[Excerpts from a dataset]
------------------------------------------------------------------------

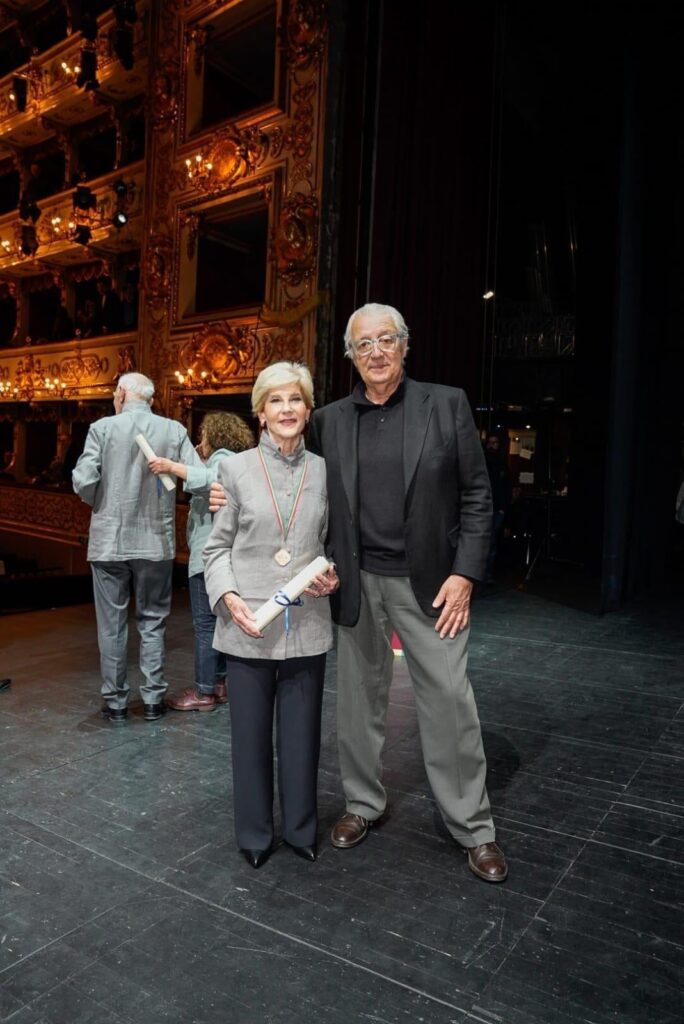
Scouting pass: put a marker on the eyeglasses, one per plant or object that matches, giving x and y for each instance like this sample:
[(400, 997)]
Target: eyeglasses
[(386, 343)]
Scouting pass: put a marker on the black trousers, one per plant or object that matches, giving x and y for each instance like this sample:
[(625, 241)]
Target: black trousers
[(294, 688)]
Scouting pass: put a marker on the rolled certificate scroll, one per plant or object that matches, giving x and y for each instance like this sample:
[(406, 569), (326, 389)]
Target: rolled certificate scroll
[(289, 594), (167, 480)]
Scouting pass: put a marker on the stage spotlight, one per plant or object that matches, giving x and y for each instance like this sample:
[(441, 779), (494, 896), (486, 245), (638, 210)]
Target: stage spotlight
[(123, 47), (29, 240), (89, 27), (19, 93), (84, 198), (88, 75), (29, 210), (125, 12)]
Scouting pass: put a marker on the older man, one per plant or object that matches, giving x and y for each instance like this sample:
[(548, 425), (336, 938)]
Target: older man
[(410, 519), (132, 539)]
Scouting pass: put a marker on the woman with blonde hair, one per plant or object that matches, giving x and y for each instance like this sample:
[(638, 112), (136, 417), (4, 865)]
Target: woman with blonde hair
[(221, 435), (272, 525)]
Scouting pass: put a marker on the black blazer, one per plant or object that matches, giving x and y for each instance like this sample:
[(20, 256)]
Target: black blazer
[(447, 504)]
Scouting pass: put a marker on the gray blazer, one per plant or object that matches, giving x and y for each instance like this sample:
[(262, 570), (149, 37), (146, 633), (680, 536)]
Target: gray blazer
[(240, 553), (133, 515)]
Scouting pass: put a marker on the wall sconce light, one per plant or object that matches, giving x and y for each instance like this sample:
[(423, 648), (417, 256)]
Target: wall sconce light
[(19, 93), (29, 240), (123, 47), (29, 210), (200, 170), (84, 198), (88, 75), (193, 381)]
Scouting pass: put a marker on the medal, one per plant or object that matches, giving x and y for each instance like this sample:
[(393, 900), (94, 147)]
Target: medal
[(283, 556)]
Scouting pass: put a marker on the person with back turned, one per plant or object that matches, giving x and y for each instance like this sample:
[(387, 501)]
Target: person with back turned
[(132, 539)]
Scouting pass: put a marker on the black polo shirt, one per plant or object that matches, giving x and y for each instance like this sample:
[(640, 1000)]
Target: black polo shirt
[(381, 482)]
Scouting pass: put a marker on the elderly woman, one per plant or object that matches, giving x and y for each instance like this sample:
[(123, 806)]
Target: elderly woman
[(272, 525), (221, 434)]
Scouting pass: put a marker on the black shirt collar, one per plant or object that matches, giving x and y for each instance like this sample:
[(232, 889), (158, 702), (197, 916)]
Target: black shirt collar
[(358, 395)]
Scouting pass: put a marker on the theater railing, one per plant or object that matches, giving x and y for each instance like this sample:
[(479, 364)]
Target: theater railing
[(51, 514)]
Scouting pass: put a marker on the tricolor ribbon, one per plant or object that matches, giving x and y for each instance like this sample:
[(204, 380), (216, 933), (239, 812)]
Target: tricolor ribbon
[(282, 598)]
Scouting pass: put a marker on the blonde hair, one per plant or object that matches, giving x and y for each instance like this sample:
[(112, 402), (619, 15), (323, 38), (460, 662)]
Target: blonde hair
[(226, 430), (280, 375)]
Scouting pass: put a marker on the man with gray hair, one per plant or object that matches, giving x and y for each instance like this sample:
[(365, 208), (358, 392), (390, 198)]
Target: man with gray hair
[(409, 529), (132, 539)]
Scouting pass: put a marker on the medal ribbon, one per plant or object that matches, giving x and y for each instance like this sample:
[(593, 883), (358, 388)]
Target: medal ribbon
[(285, 528), (285, 602)]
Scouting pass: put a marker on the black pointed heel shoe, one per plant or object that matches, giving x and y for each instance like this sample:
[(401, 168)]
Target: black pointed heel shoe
[(255, 858), (305, 852)]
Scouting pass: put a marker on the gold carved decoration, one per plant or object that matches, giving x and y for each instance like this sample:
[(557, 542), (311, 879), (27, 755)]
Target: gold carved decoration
[(63, 514), (296, 239), (216, 354), (76, 371), (305, 32), (231, 155)]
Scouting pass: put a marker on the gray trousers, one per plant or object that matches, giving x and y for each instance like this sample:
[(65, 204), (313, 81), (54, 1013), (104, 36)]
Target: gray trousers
[(112, 589), (450, 729)]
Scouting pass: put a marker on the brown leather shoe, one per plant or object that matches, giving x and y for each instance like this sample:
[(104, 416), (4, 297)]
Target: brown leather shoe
[(487, 862), (349, 830), (191, 699)]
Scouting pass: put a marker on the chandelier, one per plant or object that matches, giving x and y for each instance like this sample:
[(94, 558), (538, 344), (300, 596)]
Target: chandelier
[(30, 382), (191, 381)]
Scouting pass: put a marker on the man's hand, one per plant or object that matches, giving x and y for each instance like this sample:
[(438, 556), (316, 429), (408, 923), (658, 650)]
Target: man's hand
[(159, 465), (241, 614), (217, 497), (455, 595)]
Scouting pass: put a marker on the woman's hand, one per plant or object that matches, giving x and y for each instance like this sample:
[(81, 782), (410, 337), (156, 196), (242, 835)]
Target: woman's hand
[(217, 497), (241, 614), (325, 584)]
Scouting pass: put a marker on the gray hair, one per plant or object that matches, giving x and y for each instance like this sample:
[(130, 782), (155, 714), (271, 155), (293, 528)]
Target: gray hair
[(378, 310), (138, 385)]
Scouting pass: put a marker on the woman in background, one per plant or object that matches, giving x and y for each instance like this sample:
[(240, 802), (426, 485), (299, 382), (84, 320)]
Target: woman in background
[(221, 435)]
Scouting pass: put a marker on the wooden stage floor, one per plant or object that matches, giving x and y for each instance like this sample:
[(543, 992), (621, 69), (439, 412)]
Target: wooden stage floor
[(123, 898)]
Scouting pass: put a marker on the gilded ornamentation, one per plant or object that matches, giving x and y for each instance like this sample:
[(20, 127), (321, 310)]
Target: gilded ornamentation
[(290, 344), (126, 359), (198, 39), (165, 96), (231, 155), (220, 352), (157, 270), (65, 514), (305, 32), (75, 371), (296, 239), (190, 220)]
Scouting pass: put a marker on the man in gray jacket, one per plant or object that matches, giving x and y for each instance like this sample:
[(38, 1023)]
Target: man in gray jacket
[(132, 539)]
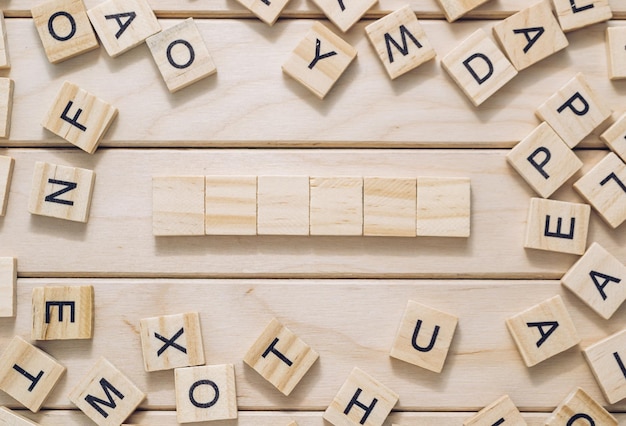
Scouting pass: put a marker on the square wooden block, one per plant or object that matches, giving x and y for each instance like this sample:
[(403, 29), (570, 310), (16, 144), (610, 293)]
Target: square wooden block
[(424, 336), (607, 359), (501, 412), (61, 191), (543, 331), (400, 42), (580, 406), (319, 60), (28, 374), (64, 29), (205, 393), (362, 400), (79, 117), (557, 226), (604, 187), (230, 205), (105, 395), (280, 356), (443, 207), (123, 24), (181, 55), (574, 111), (336, 206), (283, 205), (478, 67), (530, 35), (576, 14), (544, 160), (171, 341), (178, 205), (389, 207)]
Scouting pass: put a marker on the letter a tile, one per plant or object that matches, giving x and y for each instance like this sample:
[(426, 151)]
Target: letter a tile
[(543, 331), (478, 67), (280, 357), (319, 60)]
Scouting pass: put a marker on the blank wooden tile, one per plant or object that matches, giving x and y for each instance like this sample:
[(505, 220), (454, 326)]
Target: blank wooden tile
[(28, 374), (336, 206), (543, 331), (178, 205), (478, 67), (283, 205), (230, 205), (501, 412), (443, 207), (424, 336), (530, 35), (105, 395), (205, 393), (171, 341), (389, 206), (579, 406), (557, 226), (123, 24), (607, 360), (576, 14), (319, 60), (61, 191), (544, 160), (400, 42), (604, 187), (574, 111), (280, 356), (62, 313), (354, 403), (8, 283), (181, 55), (64, 29)]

------------------------------------------------------------------------

### [Exercise description]
Excluding the pictures, transcribe each entry above word for word.

### [Exercise solution]
Scouting pass: put a marker on the eyeglasses, one per plant or object that matches, giving x and y for each instance like this sample:
[(400, 997)]
Target: eyeglasses
[(386, 343)]
Scouting pass: put a marker on the black trousers, one per plant or object that matches, giving x and y for each instance like this sample:
[(625, 241)]
Target: black trousers
[(294, 688)]
Scouting pass: put a marker on the rolled certificate scroll, one per plant or object that matches, giving x and y for each instance like this sample:
[(406, 569), (326, 389)]
Target: rolled certificate scroll
[(289, 594), (167, 480)]
Scouting pass: put a marker on the stage spotlight, one per plant or object that matches, giving x and y for each instance like this sample:
[(441, 779), (494, 896), (486, 245), (638, 210)]
Target: stage spotlight
[(123, 47), (29, 240), (89, 27), (19, 93), (84, 198), (88, 75), (29, 210), (125, 12)]
Scouting pass: put a marker on the older man, one per plant or object that matches, giving x and y for each instance like this sample:
[(548, 425), (336, 938)]
Target: older man
[(410, 519), (132, 539)]
Scouting pass: put a marker on the woman with blonde hair, one per plant or object that matches, giving x and y for each instance like this sample:
[(638, 112), (136, 417), (4, 865)]
Target: woman with blonde hair
[(221, 435), (272, 525)]
Scouting pass: put a marker on the black blazer, one per plant or object that matches, giving x and y for each instance like this sample:
[(20, 256)]
Target: black blazer
[(447, 504)]
Scouting pass: put a marker on the gray blazer, one per plant or object that matches, giving x and y for each instance like this sample:
[(262, 570), (149, 37), (146, 633), (680, 536)]
Target: gray blazer
[(240, 553), (133, 515)]
Scouting pass: put a marker on the wall sconce light, one per plant or object that matches, giving x and y for each instance like this sample:
[(423, 648), (417, 256)]
Target: wall sconce light
[(19, 93), (29, 240), (123, 47), (29, 210), (200, 170), (84, 198), (88, 75), (193, 381)]
Scouting pass: put a marker on the medal, one per plant or object that matches, giving x and y for each instance like this sample:
[(393, 900), (94, 147)]
Target: medal
[(283, 556)]
Scouting pass: put a marker on the person with back turned, one per plant or object that matches, giving x and y for each instance like this sample:
[(387, 501)]
Target: person with back turned
[(132, 539)]
Scouting pass: put a marker on the black polo shirt, one per plant or object that matches, giving x and y for each instance like this sample:
[(640, 1000)]
Target: black polo shirt
[(381, 482)]
Scouting pass: put a marker on the elderly woman, one per plant or object that matches, giving x and y for each instance like this sample:
[(123, 806)]
Target: elderly woman
[(272, 525), (221, 434)]
Scouting pass: put a marker on the black shirt collar, one per plant or object that matches, giving x and y for each instance like this sample:
[(232, 889), (158, 702), (197, 916)]
Target: black shirt collar
[(358, 395)]
Scouting pass: put a marker on the theater railing, one per plant or object that matches, giving x and y for each instance like this sample:
[(479, 364)]
Target: theater railing
[(51, 514)]
Scouting pass: put a marker on the tricolor ribbon, one per plant or object that matches, giving x and y for each instance like this sample:
[(204, 380), (216, 933), (239, 812)]
Target: tricolor ribbon
[(282, 598)]
Scouting pass: put a marker on the blonde hair, one per plant or object that matches, giving x and y for each instance like this sample:
[(112, 402), (619, 15), (323, 38), (460, 662)]
Target: blonde hair
[(226, 430), (280, 375)]
Scouting pass: put a marker on the man with gray hair, one per plant or object that matches, giving x and y for each instance like this sample:
[(365, 208), (358, 392), (390, 198)]
Target: man with gray hair
[(409, 529), (132, 539)]
Scouting pass: put a marker on the medal ribbon, one per plant or object that matches, giving x and y for each instance like this sample:
[(593, 883), (358, 388)]
Target: medal ribbon
[(285, 528), (285, 602)]
Scouting pass: put a marker on the black pointed heel shoe, one per plant or object that matches, giving x and y for each instance like this sample:
[(401, 168)]
Target: black pointed heel shoe
[(255, 858), (305, 852)]
Scouting pass: put a marker on the gold carved decoration, one per plant or object that matches, giving x and y for each instance like this sample:
[(557, 542), (311, 879), (27, 755)]
Target: gold carved decoration
[(63, 514), (296, 239), (216, 354), (76, 371), (305, 32), (231, 155)]
Scouting pass: put a marker on the gray trousers, one per plant or object that matches, giving x and y for each instance like this sample:
[(65, 204), (313, 81), (54, 1013), (104, 36)]
Target: gray trousers
[(112, 589), (450, 729)]
Scouting pass: put a marker on the brown leather shoe, one per plant or object that matches, giving x and y for each instance like this sample:
[(104, 416), (4, 297)]
Target: brown leather shoe
[(487, 862), (349, 830), (191, 699)]
Scouting pass: put a marker on the chandelier, one per plant or object that matches, giving x and y for each instance like this sample:
[(94, 558), (538, 344), (300, 596)]
Target: chandelier
[(30, 382), (191, 381)]
Scouting pass: put a marker on the man's hand, one per plant or object that matches, giving x and y for each instance like this sample:
[(438, 556), (316, 429), (408, 923), (658, 650)]
Target: man's hand
[(159, 465), (241, 614), (217, 497), (455, 595)]
Scouting pass: put a marker on the woman's hand, one per plant or object that matches, giving x and y for each instance like this sample:
[(81, 782), (410, 337), (156, 196), (242, 835)]
Target: woman's hand
[(217, 497), (241, 614), (325, 584)]
Scouting pass: put a marker on the gray hair, one per plant or object that matches, giving x and y for each instance like this sample:
[(130, 782), (155, 714), (271, 155), (293, 528)]
Target: gray hair
[(378, 310), (138, 385)]
Scouting pass: put a marker on the woman in background, one per plant or object that matches, giving x and y for each instance like this sample:
[(240, 802), (426, 485), (299, 382), (84, 320)]
Target: woman in background
[(221, 435)]
Scouting pass: put a marker on the wooden stage floor, one per plant or object that matches, giving x and y for each instance like this sample:
[(543, 992), (621, 69), (439, 412)]
Target: wooden stage floor
[(123, 898)]
Scouting pass: put a marker on the gilded ornamentation, one per plant or object that matches, giving x and y for each instance like this sample:
[(20, 127), (321, 310)]
Target: gilded ornamentation
[(290, 344), (126, 359), (198, 39), (165, 96), (231, 155), (220, 352), (157, 270), (65, 514), (305, 32), (75, 371), (296, 239), (190, 220)]
Scouting pass: put a marker on the man in gray jacket, one per plant or object that matches, giving x and y for each instance like this sample:
[(38, 1023)]
Target: man in gray jacket
[(132, 539)]
Scouting pass: put a marker on the square wooden block, one per plant or object that matches, giving x and y for each instance like this sample:
[(403, 29), (570, 310), (16, 144), (610, 293)]
Target: square wooden block
[(424, 336), (607, 359), (501, 412), (61, 191), (543, 331), (400, 42), (580, 406), (319, 60), (28, 374), (64, 29), (205, 393), (362, 400), (79, 117), (557, 226), (604, 187), (230, 205), (105, 395), (280, 356), (443, 207), (123, 24), (181, 55), (574, 111), (336, 206), (283, 205), (478, 67), (530, 35), (576, 14), (544, 160), (171, 341), (178, 205), (389, 207)]
Scouting pass: put a marker on the letter a tile, one per plant or object that matches, giving x and y for each instance like this sample:
[(426, 151)]
Target: letter a tile
[(543, 331), (478, 67), (280, 357), (319, 60)]
Scouting pass: put a marker on the blank wooden tile, one per plant or object that matches, giving x and y for each instance like this sample:
[(505, 220), (454, 326)]
Target: blank wooden tile
[(28, 374), (336, 206), (543, 331), (178, 205), (478, 67), (283, 205), (230, 205), (501, 412), (443, 207), (424, 336), (530, 35), (105, 395), (205, 393), (171, 341), (389, 206), (579, 406), (557, 226), (123, 24), (607, 360), (576, 14), (319, 60), (61, 191), (544, 160), (400, 42), (604, 187), (574, 111), (280, 356), (62, 313), (354, 403), (8, 283), (181, 55), (64, 29)]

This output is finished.